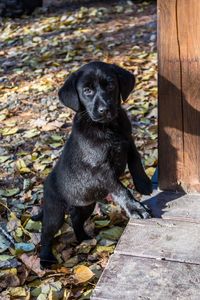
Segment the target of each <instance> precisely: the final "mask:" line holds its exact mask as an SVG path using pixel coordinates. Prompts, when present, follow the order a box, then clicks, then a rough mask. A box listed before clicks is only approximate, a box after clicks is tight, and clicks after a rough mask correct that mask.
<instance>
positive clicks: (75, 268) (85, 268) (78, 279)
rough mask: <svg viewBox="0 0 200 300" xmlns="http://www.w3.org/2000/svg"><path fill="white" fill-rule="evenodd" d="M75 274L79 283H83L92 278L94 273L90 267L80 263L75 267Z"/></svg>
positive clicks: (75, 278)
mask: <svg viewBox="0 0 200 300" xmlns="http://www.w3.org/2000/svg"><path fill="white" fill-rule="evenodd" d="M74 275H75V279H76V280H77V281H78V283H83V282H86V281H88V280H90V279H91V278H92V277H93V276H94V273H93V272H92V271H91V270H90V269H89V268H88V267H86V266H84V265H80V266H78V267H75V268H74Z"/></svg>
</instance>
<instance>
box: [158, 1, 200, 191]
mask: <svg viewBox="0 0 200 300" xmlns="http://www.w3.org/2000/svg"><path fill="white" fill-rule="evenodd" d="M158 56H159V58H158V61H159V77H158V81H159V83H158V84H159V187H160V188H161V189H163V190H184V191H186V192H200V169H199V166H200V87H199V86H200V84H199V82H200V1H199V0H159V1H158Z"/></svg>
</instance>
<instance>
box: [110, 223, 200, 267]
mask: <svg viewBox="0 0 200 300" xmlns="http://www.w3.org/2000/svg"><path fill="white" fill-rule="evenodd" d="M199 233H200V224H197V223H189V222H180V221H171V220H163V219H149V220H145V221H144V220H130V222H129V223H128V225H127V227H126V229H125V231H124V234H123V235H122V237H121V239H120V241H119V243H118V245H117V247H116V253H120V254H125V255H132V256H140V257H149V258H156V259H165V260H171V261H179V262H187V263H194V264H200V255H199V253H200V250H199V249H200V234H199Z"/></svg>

^^^^^^^^

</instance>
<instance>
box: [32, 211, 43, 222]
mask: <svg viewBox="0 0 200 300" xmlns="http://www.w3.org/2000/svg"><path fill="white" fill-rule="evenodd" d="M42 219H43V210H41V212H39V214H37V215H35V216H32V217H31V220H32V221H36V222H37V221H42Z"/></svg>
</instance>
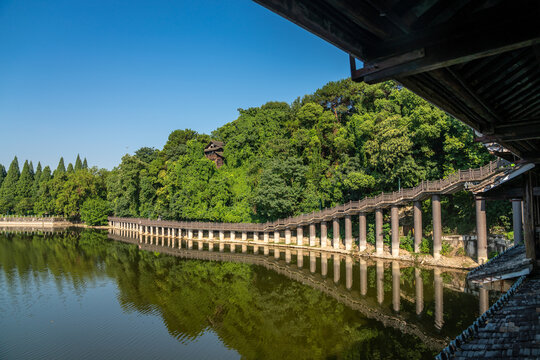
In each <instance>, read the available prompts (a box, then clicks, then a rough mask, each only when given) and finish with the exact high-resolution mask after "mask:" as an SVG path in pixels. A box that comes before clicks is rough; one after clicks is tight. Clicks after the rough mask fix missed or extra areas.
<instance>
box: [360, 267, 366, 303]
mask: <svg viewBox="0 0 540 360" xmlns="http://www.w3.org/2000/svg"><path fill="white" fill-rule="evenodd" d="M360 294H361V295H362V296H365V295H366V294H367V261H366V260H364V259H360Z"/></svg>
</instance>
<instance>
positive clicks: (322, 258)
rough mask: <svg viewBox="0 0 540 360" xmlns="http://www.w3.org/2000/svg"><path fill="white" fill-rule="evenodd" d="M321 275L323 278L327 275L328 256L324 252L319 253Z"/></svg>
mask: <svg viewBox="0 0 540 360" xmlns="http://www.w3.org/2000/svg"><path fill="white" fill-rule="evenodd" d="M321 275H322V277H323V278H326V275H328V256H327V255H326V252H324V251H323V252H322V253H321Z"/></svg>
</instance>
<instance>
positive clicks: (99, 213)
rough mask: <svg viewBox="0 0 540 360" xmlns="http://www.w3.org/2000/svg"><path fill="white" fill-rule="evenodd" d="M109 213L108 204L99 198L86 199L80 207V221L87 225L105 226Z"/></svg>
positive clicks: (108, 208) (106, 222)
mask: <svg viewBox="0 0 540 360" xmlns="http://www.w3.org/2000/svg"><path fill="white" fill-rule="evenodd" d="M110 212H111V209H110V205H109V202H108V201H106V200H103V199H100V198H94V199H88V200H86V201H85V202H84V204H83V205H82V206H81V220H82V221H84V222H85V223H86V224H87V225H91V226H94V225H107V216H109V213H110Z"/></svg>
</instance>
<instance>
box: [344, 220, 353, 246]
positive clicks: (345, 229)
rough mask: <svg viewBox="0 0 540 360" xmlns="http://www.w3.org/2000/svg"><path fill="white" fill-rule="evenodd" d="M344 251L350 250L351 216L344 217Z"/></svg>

^^^^^^^^

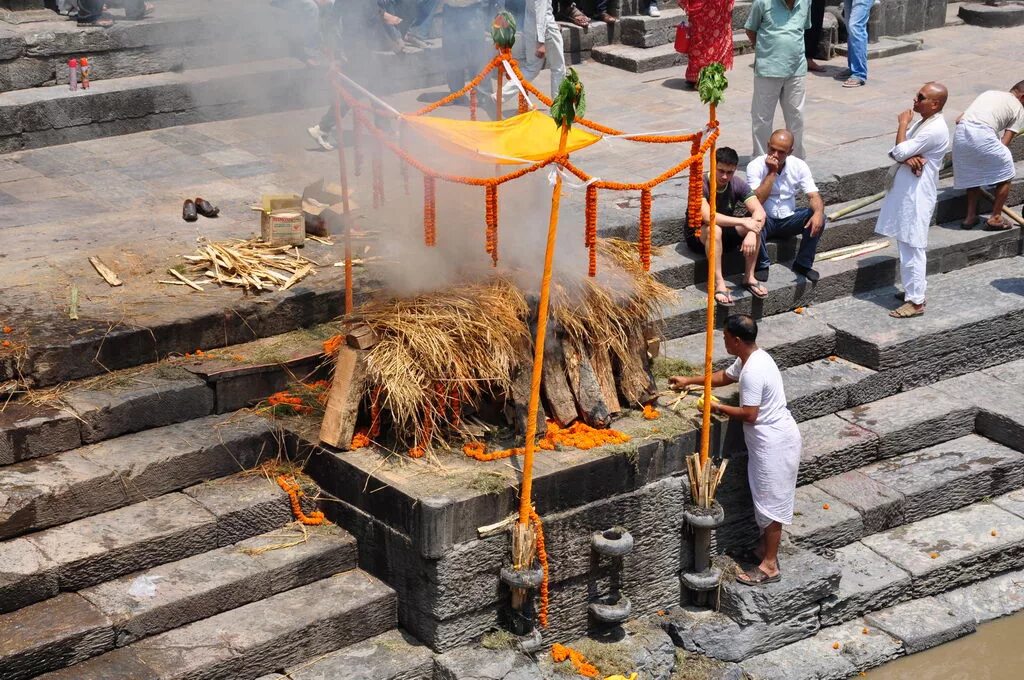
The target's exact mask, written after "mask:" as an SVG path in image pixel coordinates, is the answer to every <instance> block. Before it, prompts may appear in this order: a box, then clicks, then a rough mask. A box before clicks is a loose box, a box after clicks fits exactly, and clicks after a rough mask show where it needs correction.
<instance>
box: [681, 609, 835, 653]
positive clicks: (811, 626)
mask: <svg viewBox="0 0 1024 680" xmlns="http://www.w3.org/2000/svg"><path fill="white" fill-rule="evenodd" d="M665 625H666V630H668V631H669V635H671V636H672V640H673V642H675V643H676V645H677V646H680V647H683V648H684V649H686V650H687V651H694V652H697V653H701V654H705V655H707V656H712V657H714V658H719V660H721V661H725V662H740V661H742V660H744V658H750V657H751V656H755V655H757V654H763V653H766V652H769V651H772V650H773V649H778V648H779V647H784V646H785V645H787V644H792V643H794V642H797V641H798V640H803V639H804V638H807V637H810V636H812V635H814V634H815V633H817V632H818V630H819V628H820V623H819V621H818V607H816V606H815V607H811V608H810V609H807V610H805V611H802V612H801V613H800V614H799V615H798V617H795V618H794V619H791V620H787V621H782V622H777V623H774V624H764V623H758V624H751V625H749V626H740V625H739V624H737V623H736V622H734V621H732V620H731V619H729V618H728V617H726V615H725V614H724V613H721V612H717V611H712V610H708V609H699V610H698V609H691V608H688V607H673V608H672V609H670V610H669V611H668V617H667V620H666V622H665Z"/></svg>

^^^^^^^^

The problem | From the records above, pull out word for word the lines starting at the one that contains "Segment the target" and ending at the one that contains "positive clicks: (75, 278)", including both of those lines.

Result below |
Segment the target of each <instance> precisely: the final "mask:" line holds its exact mask as an SVG path using pixel coordinates. Prompts, when present, follow the order a box, then clicks, then a rough mask. A box listed before clicks is only approximate, a box after clicks is tight, and clicks after a rough mask correct that mask.
<instance>
positive clicks: (75, 268) (85, 268) (78, 279)
rough mask: <svg viewBox="0 0 200 300" xmlns="http://www.w3.org/2000/svg"><path fill="white" fill-rule="evenodd" d="M75 274L79 283H83L92 278L94 273L90 267L80 263L75 267Z"/></svg>
positive clicks: (75, 278)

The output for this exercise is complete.